* BEGIN Raw data *
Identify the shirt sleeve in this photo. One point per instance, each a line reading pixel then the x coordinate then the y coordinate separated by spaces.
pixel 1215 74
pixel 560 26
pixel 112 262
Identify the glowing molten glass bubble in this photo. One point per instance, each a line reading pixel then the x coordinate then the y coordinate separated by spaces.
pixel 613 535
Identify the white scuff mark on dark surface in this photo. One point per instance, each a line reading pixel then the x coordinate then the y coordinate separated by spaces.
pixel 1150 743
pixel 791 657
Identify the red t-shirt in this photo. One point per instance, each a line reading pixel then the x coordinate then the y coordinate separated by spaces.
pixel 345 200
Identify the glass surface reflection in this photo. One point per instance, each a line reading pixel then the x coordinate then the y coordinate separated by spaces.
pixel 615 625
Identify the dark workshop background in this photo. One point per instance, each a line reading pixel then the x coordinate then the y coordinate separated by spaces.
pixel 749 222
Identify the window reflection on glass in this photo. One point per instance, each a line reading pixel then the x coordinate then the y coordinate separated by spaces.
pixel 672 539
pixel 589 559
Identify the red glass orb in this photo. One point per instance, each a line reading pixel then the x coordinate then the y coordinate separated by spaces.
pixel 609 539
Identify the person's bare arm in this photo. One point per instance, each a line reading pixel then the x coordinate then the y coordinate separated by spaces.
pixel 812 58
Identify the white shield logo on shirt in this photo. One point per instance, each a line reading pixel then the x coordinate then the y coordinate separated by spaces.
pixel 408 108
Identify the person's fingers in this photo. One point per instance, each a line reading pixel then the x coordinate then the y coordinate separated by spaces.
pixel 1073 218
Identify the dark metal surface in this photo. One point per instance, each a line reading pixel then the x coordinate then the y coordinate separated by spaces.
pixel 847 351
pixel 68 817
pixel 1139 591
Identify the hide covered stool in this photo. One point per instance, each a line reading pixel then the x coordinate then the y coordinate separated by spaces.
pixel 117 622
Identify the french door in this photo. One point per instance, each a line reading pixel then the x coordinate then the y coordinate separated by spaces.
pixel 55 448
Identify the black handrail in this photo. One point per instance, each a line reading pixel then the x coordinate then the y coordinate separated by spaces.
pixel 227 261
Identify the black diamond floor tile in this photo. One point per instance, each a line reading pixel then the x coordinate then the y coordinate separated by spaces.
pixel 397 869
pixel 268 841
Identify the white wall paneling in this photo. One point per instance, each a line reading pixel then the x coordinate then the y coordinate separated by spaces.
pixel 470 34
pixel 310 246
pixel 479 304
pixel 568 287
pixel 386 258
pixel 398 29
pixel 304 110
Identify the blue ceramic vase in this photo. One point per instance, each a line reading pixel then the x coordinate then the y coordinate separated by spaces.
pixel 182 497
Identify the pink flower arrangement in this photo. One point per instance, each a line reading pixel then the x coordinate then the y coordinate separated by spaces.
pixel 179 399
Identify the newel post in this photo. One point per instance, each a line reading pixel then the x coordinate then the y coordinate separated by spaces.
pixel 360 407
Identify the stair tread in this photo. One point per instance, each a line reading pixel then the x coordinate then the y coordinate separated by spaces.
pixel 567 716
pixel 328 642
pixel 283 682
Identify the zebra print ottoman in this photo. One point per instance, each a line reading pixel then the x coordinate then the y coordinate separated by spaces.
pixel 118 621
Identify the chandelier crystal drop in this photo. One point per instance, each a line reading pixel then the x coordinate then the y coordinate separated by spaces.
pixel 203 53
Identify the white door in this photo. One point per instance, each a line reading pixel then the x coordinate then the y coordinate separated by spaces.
* END Raw data *
**Objective**
Please extract every one of the lines above and copy each one exactly.

**Answer to this task**
Identify the shirt sleeve in this photo. One point per instance, each a line reading pixel then the x coordinate then the y coordinate separated by spaces.
pixel 1215 74
pixel 560 26
pixel 112 262
Identify the glowing molten glass bubble in this photo. One point per instance, each a line reading pixel then the x coordinate then the y coordinate separated by spaces.
pixel 613 535
Identify the white scuff mark on dark surface in this photo. One point per instance, each a line reading pixel then the x coordinate then the y coordinate separated by spaces.
pixel 1150 743
pixel 791 657
Identify the red t-shirt in this photo. One point per instance, each a line reading pixel then the x coordinate then the y coordinate separated by spaces.
pixel 345 200
Identify the glass surface reflection in this photo. One point per instance, each a line reading pixel then the x coordinate then the y coordinate separated by spaces.
pixel 615 625
Identify the dark workshop background in this photo. One point per instance, each a line reading pixel then the x coordinate then the y coordinate separated by spaces.
pixel 749 222
Identify the window reflection on glass in this photo. One point per instance, each a line reading pixel then the x coordinate then the y coordinate separated by spaces.
pixel 672 539
pixel 589 559
Identify the red glass orb in this photo. One point per instance, each a line reading pixel then the x coordinate then the y coordinate separated by spaces.
pixel 609 539
Identify the person's bare arm in this photo. One point per instance, each a line reading pixel then the x coordinate then the y coordinate separated by spaces.
pixel 812 58
Identify the white shield logo on shirt in this photo. One point per instance, each a line reading pixel then the x coordinate then the y coordinate separated by spaces.
pixel 408 108
Identify the person's fingers in this photo. One point per instance, each a line reading pixel then the x coordinate then the y coordinate separated by spaces.
pixel 1073 218
Identify the dark metal surface in this photo. One point per instance, each a line reading pixel then the x coordinate then the y coordinate separated by spaces.
pixel 847 351
pixel 68 817
pixel 1139 591
Identify the hide covered stool in this photo. One point per instance, each a line reading pixel then the x coordinate then the y coordinate separated by spaces.
pixel 117 622
Identify the french door in this photo. One point per instance, each a line reading pixel then the x coordinate then the y coordinate separated by spaces.
pixel 55 448
Identify the black handrail in this photo. One point per instance, each a line reading pixel then the x coordinate then the y coordinate separated by spaces.
pixel 227 261
Identify the black diamond floor tile in this photo. One point per instance, each a line reading pixel then the x coordinate then the y coordinate separated by spaces.
pixel 397 869
pixel 268 841
Identify the white wall paneling in this photo. One point per instance, each a line reading pixel then the x coordinate then the y coordinate separated by spaces.
pixel 470 34
pixel 310 246
pixel 479 304
pixel 568 287
pixel 386 258
pixel 398 29
pixel 304 110
Identify the blue ceramic vase in this photo. One point per instance, each a line reading pixel then the x coordinate then the y coordinate separated by spaces.
pixel 182 497
Identify the pink flower arrangement in this photo. One point per instance, each a line reading pixel then the x coordinate then the y coordinate separated by spaces.
pixel 179 399
Identify the newel post in this photo. One point per instance, each a line reading pixel then the x coordinate then the y coordinate separated by spaces.
pixel 360 407
Identify the stair tread in this photo. One point per instance, each a line reading pixel then the x coordinate then the y coordinate separated by spaces.
pixel 567 716
pixel 328 642
pixel 283 682
Identify the zebra print ottoman in this photo. One point per instance, each a line reading pixel then the x coordinate then the y coordinate separated by spaces.
pixel 118 621
Identify the chandelier crystal drop in this photo. One point per instance, each a line reading pixel then the x coordinate then the y coordinate separated by spaces.
pixel 203 53
Identify the white door in this photo. One point per instance, each a line reading pixel then the x coordinate then the y coordinate separated by spaces.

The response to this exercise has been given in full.